Task to carry out:
Return all lines of the records that contain the word "ring".

────────────────────

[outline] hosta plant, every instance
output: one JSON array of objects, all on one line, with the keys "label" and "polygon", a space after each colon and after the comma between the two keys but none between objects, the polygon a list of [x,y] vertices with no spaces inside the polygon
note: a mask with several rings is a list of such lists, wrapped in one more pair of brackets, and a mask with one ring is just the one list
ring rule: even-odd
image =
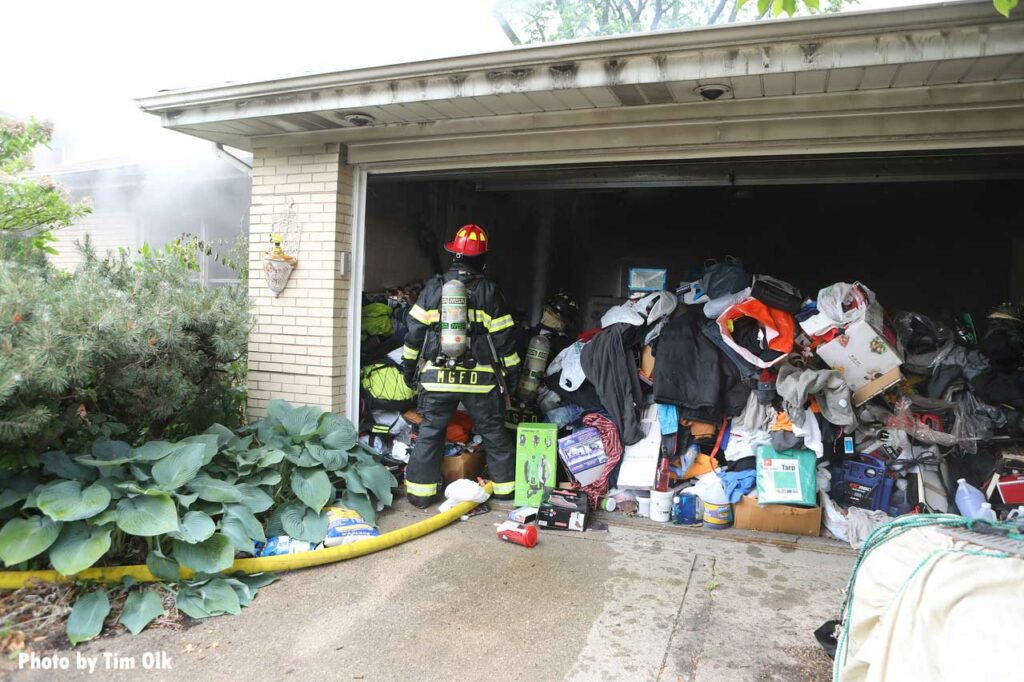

────────────────────

Problem solution:
note: a mask with several rings is a list of such lists, wrapped in one more pair of brackets, and a mask with one ring is just the one list
ring rule: even-odd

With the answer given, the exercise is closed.